### INSTRUCTIONS TO FOLLOW
Put every line of the items below into a numbered list, omitting any blank lines.

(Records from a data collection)

"""

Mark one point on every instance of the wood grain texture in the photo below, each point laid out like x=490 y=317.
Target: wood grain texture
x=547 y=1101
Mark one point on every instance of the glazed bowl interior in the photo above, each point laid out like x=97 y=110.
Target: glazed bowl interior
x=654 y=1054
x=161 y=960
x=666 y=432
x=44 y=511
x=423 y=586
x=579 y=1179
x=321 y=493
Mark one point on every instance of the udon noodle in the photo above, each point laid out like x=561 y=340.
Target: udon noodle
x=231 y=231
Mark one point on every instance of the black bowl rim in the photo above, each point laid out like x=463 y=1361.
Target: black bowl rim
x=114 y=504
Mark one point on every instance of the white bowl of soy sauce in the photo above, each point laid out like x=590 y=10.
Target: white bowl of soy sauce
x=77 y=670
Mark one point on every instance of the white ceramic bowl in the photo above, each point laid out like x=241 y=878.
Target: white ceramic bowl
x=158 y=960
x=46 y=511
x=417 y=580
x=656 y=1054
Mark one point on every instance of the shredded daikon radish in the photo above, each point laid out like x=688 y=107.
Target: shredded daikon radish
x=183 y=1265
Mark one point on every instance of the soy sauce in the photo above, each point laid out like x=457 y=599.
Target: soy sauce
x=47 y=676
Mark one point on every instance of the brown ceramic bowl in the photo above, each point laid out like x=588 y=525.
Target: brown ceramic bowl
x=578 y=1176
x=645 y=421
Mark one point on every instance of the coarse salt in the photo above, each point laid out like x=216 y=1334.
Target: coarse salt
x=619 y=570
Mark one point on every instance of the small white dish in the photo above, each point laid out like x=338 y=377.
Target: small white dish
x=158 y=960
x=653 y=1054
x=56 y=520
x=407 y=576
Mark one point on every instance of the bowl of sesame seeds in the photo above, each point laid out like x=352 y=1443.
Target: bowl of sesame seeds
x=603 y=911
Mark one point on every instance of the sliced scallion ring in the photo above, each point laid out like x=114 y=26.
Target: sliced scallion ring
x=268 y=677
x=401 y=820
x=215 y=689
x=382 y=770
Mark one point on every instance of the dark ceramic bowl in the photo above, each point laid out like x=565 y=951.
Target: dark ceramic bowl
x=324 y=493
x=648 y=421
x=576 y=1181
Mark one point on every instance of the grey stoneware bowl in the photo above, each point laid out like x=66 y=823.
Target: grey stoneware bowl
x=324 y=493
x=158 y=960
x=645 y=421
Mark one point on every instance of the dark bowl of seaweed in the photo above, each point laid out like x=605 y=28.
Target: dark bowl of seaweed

"""

### SOLUTION TO THIS EXERCISE
1. Mark one point on every instance of the wood grain texture in the photo below, each point laid out like x=490 y=317.
2. Target: wood grain texture
3. x=547 y=1101
4. Mark one point on every instance of the glazed bowl interior in the photo above, each point laid out like x=97 y=110.
5. Target: glazed bowl interior
6. x=654 y=1054
7. x=161 y=960
8. x=666 y=432
9. x=44 y=511
10. x=423 y=586
11. x=579 y=1179
12. x=321 y=493
13. Mark one point on every instance of the udon noodle in the photo above, each point laid out like x=561 y=340.
14. Target: udon noodle
15. x=231 y=231
16. Mark one point on every instance of the black bowl rim in the photo above, each point laid out like x=463 y=1361.
17. Target: black bowl rim
18. x=114 y=504
19. Mark one point on every instance of the white bowl of soy sauce in the photo above, each point laid out like x=590 y=10.
20. Target: white bowl of soy sauce
21. x=77 y=670
22. Mark one point on every instance of the white ceramic bowl in the photo above, each point laid out like x=241 y=878.
23. Target: white ceramic bowl
24. x=158 y=960
25. x=46 y=511
26. x=417 y=580
27. x=656 y=1054
28. Mark one point on every instance of the shredded daikon radish in the photo above, each point laid out like x=688 y=107.
29. Target: shredded daikon radish
30. x=183 y=1265
31. Mark one point on every instance of the soy sauce in the photo above, each point laid out like x=457 y=599.
32. Target: soy sauce
33. x=47 y=676
34. Mark one point on every instance of the brown ceramic bowl in the photo above, each point laid out like x=588 y=525.
35. Target: brown ceramic bowl
36. x=578 y=1176
37. x=645 y=421
38. Mark one point on every instance of the coarse salt in the photo above, each point laid out like x=216 y=1334.
39. Target: coarse salt
40. x=619 y=570
41. Mark one point on every instance of the small white dish in the photo above, each point laid out like x=338 y=377.
42. Target: small white dish
43. x=158 y=960
44. x=653 y=1054
45. x=56 y=520
46. x=407 y=576
47. Mark one point on every instance of the bowl of sesame seeds in the photo above, each point laid out like x=352 y=1443.
48. Target: bowl of sesame seeds
49. x=603 y=911
50. Mark one point on every instance of the sliced scallion ring in the photo above, each point laid out like x=114 y=26.
51. Target: sliced scallion ring
52. x=268 y=677
53. x=401 y=820
54. x=215 y=689
55. x=382 y=770
56. Mark one point on every instance of the dark ceramic bowl in the photo above, each point laid out like x=565 y=951.
57. Target: dark ceramic bowl
58. x=324 y=493
59. x=648 y=421
60. x=576 y=1181
61. Mark one point on every instance of the grey stoneware bowl in the photo above, each point laid out like x=66 y=823.
62. Target: grey stoneware bowl
63. x=324 y=493
64. x=158 y=960
65. x=645 y=421
66. Mark one point on every instance of the dark bowl of seaweed in the photo above, each point laid out like x=605 y=28.
67. Target: dark bowl of seaweed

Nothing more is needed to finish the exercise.